■ PAGE EXCERPT ■
Suzy Favor Hamilton. (Courtesy of Favor Hamilton)
Suzy Favor Hamilton (Courtesy of Favor Hamilton)

In 2012, former Olympian middle distance runner and motivational speaker Suzy Favor Hamilton was outed as a Vegas agency escort. Recently, Favor Hamilton published her memoir, Fast Girl: A Life Spent Running From Madness, telling the story of her childhood, her athletic career, her stint escorting, her family life, and her struggle with bipolar disorder. After reviewing the book for Tits and Sass, contributor Katie de Long had a conversation with Favor Hamilton over e-mail about the New York Times bestselling autobiography. The dialogue below is a condensed version of those e-mails.

What motivated you to write your memoir?
When I was outed, I was contacted by several writers within the first couple days. I was still in a heavily narcissistic mode, which […] can be pretty common with bipolar mania, especially when untreated.

At that time, I wanted to pretty much write a sex book, detailing my adventures in Las Vegas, capitalizing on my misfortune, so to speak. No mental illness aspect at all. No running, no childhood, just Vegas. At this time, I had no idea I was bipolar…and saw nothing wrong with me.

As time went along, my motivations changed, and I grew unsure I wanted to write a book at all. My parents were making it clear they did not want me to write a book. Others were advising me against it. Things had settled down, so why bring it all out in the open again?

As I began to achieve more clarity, and what had happened to me began to make more sense after diagnosis and treatment, my motivation for writing a memoir grew again. Before the escorting, I was speaking quite a bit about my brother’s suicide and my experience with anxiety and depression, so that desire to make a difference had always been there. I saw a memoir as the most effective way of making that difference, being better understood, sharing what is admittedly a complicated story, and doing so on my terms. I thought a book could have a more lasting impact on a bigger platform.

■ EXERCISE TASKS ■
1) Copy the Favor Hamilton interview starting with "What motivated you" and going on through "the open again?", but swap "parents" for "family".
2) According to the Favor Hamilton interview, what parts of her life does her memoir tell the story of? List every one.
The items come from a source unrelated to the Favor Hamilton interview.

■ INFORMATION ■
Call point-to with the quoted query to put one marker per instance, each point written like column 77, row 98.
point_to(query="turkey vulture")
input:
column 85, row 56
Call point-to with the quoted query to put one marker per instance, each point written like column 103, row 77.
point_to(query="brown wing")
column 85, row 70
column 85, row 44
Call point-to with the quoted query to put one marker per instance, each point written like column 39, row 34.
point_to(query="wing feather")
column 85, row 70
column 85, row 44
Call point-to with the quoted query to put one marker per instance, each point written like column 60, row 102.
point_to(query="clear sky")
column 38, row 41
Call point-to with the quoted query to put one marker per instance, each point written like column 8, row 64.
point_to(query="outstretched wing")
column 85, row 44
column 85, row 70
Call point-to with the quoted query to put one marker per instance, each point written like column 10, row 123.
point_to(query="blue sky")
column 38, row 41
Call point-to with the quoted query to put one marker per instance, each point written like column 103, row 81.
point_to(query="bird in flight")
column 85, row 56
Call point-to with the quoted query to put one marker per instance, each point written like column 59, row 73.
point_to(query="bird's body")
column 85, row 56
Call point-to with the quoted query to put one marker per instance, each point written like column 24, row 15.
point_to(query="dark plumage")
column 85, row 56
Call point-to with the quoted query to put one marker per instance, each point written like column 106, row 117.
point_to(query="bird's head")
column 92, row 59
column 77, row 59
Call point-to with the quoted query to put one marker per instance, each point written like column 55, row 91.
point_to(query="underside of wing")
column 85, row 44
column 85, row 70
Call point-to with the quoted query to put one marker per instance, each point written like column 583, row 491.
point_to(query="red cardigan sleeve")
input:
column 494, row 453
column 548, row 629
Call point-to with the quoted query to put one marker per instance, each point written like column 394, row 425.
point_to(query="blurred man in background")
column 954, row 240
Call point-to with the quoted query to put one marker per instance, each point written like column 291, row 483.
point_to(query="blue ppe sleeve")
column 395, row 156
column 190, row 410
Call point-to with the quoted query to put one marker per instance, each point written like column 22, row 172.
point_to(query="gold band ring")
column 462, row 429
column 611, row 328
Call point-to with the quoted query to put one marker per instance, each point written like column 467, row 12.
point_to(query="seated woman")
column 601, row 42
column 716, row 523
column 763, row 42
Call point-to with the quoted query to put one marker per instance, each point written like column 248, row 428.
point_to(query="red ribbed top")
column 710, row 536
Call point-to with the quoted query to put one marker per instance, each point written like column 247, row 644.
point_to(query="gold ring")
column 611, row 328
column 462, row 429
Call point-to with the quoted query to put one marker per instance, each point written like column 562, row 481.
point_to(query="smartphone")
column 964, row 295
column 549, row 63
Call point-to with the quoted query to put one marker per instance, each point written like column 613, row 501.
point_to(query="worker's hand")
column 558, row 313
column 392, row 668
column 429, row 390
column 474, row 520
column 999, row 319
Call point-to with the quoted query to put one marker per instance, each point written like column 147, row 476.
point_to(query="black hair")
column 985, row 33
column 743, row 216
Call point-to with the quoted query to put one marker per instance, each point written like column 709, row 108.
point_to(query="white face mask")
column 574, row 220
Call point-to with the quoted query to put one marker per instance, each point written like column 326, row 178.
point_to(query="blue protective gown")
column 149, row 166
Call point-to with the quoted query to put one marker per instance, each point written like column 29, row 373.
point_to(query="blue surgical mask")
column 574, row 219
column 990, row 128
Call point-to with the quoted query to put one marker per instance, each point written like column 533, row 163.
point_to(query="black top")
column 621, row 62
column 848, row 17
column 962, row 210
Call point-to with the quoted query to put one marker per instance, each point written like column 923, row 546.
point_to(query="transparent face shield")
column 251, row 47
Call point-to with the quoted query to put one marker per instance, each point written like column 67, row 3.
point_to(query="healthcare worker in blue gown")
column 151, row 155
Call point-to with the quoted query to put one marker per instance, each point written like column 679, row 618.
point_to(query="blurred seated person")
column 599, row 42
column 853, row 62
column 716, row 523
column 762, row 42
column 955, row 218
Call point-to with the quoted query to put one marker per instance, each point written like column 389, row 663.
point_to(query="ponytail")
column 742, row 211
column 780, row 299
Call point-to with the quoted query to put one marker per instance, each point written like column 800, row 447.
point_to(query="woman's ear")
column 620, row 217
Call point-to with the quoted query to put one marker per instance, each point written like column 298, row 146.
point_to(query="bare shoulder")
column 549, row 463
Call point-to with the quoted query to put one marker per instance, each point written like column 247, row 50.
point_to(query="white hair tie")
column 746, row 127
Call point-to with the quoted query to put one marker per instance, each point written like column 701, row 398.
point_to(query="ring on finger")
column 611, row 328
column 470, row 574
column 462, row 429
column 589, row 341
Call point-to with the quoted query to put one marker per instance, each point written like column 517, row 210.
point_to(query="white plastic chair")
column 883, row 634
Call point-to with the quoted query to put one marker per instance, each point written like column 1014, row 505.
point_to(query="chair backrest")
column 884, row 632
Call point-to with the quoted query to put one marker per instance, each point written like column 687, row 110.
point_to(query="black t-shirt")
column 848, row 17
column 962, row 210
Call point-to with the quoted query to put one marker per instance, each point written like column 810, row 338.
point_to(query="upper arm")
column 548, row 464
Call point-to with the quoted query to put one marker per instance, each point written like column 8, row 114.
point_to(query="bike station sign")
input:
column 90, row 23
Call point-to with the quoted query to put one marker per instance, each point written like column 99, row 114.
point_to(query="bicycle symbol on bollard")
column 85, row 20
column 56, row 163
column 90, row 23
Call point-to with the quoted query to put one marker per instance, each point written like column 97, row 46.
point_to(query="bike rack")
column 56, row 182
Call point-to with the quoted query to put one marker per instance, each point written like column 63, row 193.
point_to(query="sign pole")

■ RESPONSES PER TASK ■
1)
What motivated you to write your memoir?
When I was outed, I was contacted by several writers within the first couple days. I was still in a heavily narcissistic mode, which […] can be pretty common with bipolar mania, especially when untreated.

At that time, I wanted to pretty much write a sex book, detailing my adventures in Las Vegas, capitalizing on my misfortune, so to speak. No mental illness aspect at all. No running, no childhood, just Vegas. At this time, I had no idea I was bipolar…and saw nothing wrong with me.

As time went along, my motivations changed, and I grew unsure I wanted to write a book at all. My family were making it clear they did not want me to write a book. Others were advising me against it. Things had settled down, so why bring it all out in the open again?

2)
- Her childhood
- Her athletic career
- Her stint escorting
- Her family life
- Her struggle with bipolar disorder